→ What to do:
Copy out the listing exactly.

--- Provided data ---

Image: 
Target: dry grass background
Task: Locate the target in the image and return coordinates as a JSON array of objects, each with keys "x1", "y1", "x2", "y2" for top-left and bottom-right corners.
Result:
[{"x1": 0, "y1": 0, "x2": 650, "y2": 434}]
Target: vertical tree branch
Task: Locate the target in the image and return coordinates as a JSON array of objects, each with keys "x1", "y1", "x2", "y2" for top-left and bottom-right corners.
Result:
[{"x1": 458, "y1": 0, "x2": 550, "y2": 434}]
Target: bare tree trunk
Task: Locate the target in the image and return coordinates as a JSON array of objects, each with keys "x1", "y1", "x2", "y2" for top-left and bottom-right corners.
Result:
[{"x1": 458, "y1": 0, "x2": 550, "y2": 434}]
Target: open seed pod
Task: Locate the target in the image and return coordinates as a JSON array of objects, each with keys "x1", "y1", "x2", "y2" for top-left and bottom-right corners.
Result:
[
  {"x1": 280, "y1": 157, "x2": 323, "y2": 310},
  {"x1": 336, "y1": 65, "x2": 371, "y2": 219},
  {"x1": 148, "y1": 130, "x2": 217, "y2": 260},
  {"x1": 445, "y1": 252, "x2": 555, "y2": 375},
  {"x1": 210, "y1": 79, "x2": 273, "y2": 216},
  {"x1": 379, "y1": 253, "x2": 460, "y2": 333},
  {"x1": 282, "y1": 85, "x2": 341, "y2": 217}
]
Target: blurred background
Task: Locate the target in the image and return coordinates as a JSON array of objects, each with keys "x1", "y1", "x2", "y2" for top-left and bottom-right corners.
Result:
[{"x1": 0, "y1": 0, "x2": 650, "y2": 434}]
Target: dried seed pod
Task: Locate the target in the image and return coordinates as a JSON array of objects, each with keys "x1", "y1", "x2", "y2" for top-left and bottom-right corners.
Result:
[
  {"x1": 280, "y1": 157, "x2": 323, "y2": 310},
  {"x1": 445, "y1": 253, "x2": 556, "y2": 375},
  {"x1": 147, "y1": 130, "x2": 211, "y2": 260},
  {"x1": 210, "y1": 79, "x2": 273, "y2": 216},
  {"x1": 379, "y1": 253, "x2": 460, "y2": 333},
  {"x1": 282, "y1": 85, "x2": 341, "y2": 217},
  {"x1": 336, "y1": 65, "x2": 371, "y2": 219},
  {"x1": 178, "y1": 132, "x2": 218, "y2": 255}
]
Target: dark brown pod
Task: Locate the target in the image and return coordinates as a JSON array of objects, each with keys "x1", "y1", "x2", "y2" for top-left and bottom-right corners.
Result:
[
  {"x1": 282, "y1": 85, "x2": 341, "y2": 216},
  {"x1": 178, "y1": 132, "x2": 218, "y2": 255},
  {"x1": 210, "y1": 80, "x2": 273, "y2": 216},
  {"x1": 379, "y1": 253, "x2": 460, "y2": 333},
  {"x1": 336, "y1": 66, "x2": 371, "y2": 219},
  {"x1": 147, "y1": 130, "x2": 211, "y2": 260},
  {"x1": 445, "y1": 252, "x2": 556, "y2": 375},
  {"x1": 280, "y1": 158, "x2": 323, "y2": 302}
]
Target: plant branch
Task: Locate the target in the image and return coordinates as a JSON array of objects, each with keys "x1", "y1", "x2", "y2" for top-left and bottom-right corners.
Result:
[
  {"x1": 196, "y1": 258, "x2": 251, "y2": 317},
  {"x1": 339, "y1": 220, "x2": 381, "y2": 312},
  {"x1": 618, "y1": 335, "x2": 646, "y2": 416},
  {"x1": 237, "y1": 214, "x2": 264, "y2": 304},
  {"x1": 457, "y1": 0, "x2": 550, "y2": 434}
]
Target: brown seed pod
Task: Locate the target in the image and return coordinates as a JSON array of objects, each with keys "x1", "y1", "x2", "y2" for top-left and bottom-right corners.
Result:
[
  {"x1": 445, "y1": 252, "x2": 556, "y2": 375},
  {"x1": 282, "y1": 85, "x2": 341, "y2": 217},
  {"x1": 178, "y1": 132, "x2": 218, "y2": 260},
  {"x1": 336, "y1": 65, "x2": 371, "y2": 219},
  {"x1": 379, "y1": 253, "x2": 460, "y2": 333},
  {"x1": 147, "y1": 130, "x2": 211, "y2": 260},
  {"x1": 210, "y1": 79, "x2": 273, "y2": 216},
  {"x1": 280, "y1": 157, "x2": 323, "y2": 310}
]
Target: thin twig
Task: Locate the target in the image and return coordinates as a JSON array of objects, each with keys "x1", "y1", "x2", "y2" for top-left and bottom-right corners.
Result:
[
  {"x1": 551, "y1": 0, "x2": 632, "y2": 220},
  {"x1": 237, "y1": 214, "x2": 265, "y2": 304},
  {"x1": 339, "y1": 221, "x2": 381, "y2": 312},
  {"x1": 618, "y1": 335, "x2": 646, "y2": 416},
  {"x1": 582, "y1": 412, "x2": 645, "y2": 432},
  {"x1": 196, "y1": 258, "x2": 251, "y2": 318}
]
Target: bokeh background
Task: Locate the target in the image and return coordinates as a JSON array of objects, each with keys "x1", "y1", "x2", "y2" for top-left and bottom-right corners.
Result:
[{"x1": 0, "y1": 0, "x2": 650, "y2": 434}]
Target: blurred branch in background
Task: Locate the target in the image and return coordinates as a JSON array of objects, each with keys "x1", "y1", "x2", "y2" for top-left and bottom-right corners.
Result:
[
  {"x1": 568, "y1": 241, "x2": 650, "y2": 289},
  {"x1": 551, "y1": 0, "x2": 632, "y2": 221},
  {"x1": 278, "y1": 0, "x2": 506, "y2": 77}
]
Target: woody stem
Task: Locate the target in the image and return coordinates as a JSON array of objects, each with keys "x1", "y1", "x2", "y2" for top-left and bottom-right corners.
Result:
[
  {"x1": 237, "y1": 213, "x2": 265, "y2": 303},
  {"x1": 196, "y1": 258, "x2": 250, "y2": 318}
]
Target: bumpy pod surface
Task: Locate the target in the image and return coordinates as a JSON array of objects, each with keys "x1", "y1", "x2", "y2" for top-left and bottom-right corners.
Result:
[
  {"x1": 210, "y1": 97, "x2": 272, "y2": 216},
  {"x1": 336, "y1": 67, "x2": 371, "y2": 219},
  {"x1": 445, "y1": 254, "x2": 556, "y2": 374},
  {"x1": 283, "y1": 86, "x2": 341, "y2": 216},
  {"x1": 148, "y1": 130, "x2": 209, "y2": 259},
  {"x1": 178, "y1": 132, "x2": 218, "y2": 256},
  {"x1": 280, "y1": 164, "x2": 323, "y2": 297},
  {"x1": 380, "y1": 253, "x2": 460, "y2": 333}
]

---

→ Full response:
Image: 
Target: dry grass background
Task: Locate the target in the image and return coordinates as a JSON array of objects, each with keys "x1", "y1", "x2", "y2" for top-left and bottom-right corners.
Result:
[{"x1": 0, "y1": 0, "x2": 650, "y2": 434}]
Target: vertical tree branch
Task: Locate the target in the image and return coordinates as a JSON array of objects, each with keys "x1", "y1", "x2", "y2" for top-left and bottom-right corners.
Result:
[{"x1": 458, "y1": 0, "x2": 550, "y2": 434}]
Target: bare tree trunk
Task: Locate the target in the image and return coordinates as a JSON array of objects, each with keys "x1", "y1", "x2", "y2" for top-left and bottom-right corners.
Result:
[{"x1": 458, "y1": 0, "x2": 550, "y2": 434}]
Target: open seed pod
Task: Locate the target in the image and return coordinates as a JSON array of objects, each with keys "x1", "y1", "x2", "y2" for top-left and bottom-right corners.
Result:
[
  {"x1": 280, "y1": 157, "x2": 323, "y2": 310},
  {"x1": 336, "y1": 65, "x2": 371, "y2": 219},
  {"x1": 148, "y1": 130, "x2": 217, "y2": 260},
  {"x1": 445, "y1": 252, "x2": 555, "y2": 375},
  {"x1": 210, "y1": 79, "x2": 273, "y2": 216},
  {"x1": 379, "y1": 253, "x2": 460, "y2": 333},
  {"x1": 282, "y1": 85, "x2": 341, "y2": 217}
]
Target: blurred background
Task: Locate the target in the image and return coordinates as a JSON array of objects, each with keys "x1", "y1", "x2", "y2" for top-left and bottom-right corners.
Result:
[{"x1": 0, "y1": 0, "x2": 650, "y2": 434}]
Target: dried seed pod
Task: Locate the target in the image and return coordinates as a JSON array of objects, each with keys "x1", "y1", "x2", "y2" for top-left and bottom-right corners.
Result:
[
  {"x1": 280, "y1": 157, "x2": 323, "y2": 310},
  {"x1": 445, "y1": 253, "x2": 556, "y2": 375},
  {"x1": 147, "y1": 130, "x2": 211, "y2": 260},
  {"x1": 210, "y1": 79, "x2": 273, "y2": 216},
  {"x1": 379, "y1": 253, "x2": 460, "y2": 333},
  {"x1": 282, "y1": 85, "x2": 341, "y2": 217},
  {"x1": 336, "y1": 65, "x2": 371, "y2": 219},
  {"x1": 178, "y1": 132, "x2": 218, "y2": 255}
]
Target: dark brown pod
Task: Locate the target in the image and return coordinates as a JSON array of objects, each with keys "x1", "y1", "x2", "y2" for top-left and bottom-right corners.
Result:
[
  {"x1": 282, "y1": 85, "x2": 341, "y2": 216},
  {"x1": 178, "y1": 132, "x2": 218, "y2": 255},
  {"x1": 210, "y1": 80, "x2": 273, "y2": 216},
  {"x1": 379, "y1": 253, "x2": 460, "y2": 333},
  {"x1": 336, "y1": 66, "x2": 371, "y2": 219},
  {"x1": 147, "y1": 130, "x2": 211, "y2": 260},
  {"x1": 445, "y1": 252, "x2": 556, "y2": 375},
  {"x1": 280, "y1": 158, "x2": 323, "y2": 302}
]
Target: plant branch
Task: Locate the target in the image and return coordinates as a JSON array of objects, each with keys "x1", "y1", "x2", "y2" for top-left and bottom-right corners.
Result:
[
  {"x1": 196, "y1": 258, "x2": 251, "y2": 317},
  {"x1": 339, "y1": 220, "x2": 381, "y2": 312},
  {"x1": 618, "y1": 335, "x2": 646, "y2": 416},
  {"x1": 237, "y1": 214, "x2": 264, "y2": 304},
  {"x1": 457, "y1": 0, "x2": 550, "y2": 434}
]
Target: brown seed pod
Task: Locate the target in the image and return coordinates as a JSON array of objects, each with keys "x1", "y1", "x2", "y2" for top-left and bottom-right corners.
Result:
[
  {"x1": 445, "y1": 252, "x2": 556, "y2": 375},
  {"x1": 282, "y1": 85, "x2": 341, "y2": 217},
  {"x1": 178, "y1": 132, "x2": 218, "y2": 260},
  {"x1": 336, "y1": 65, "x2": 371, "y2": 219},
  {"x1": 379, "y1": 253, "x2": 460, "y2": 333},
  {"x1": 147, "y1": 130, "x2": 211, "y2": 260},
  {"x1": 210, "y1": 79, "x2": 273, "y2": 216},
  {"x1": 280, "y1": 157, "x2": 323, "y2": 310}
]
Target: thin twig
Task: Locate the target in the image and return coordinates as a JSON array of objects, each with keys "x1", "y1", "x2", "y2" for top-left and bottom-right corners.
Result:
[
  {"x1": 551, "y1": 0, "x2": 632, "y2": 220},
  {"x1": 237, "y1": 214, "x2": 265, "y2": 304},
  {"x1": 339, "y1": 221, "x2": 381, "y2": 312},
  {"x1": 618, "y1": 335, "x2": 646, "y2": 416},
  {"x1": 582, "y1": 412, "x2": 645, "y2": 432},
  {"x1": 196, "y1": 258, "x2": 251, "y2": 318}
]
Target: bokeh background
Task: Locate the target in the image and return coordinates as a JSON array of objects, each with keys "x1", "y1", "x2", "y2" for top-left and bottom-right corners.
Result:
[{"x1": 0, "y1": 0, "x2": 650, "y2": 434}]
Target: blurred branch in background
Task: Locate the target in the image and return coordinates as a JSON array of objects, each with keys "x1", "y1", "x2", "y2" for top-left and bottom-right corners.
Result:
[
  {"x1": 568, "y1": 241, "x2": 650, "y2": 289},
  {"x1": 551, "y1": 0, "x2": 632, "y2": 221},
  {"x1": 278, "y1": 0, "x2": 506, "y2": 77}
]
Target: woody stem
Task: Locate the target in the image and return coordinates as a JSON array of objects, each with keys "x1", "y1", "x2", "y2" for top-left and bottom-right corners.
Result:
[
  {"x1": 237, "y1": 213, "x2": 265, "y2": 303},
  {"x1": 196, "y1": 258, "x2": 250, "y2": 318}
]
Target: bumpy pod surface
Task: Locate the target in the image and return coordinates as a JSON array of objects, each with keys "x1", "y1", "x2", "y2" for top-left and bottom-right corners.
Result:
[
  {"x1": 210, "y1": 97, "x2": 272, "y2": 216},
  {"x1": 336, "y1": 67, "x2": 371, "y2": 219},
  {"x1": 445, "y1": 254, "x2": 556, "y2": 374},
  {"x1": 283, "y1": 86, "x2": 341, "y2": 216},
  {"x1": 148, "y1": 130, "x2": 209, "y2": 259},
  {"x1": 178, "y1": 132, "x2": 218, "y2": 256},
  {"x1": 280, "y1": 164, "x2": 323, "y2": 297},
  {"x1": 380, "y1": 253, "x2": 460, "y2": 333}
]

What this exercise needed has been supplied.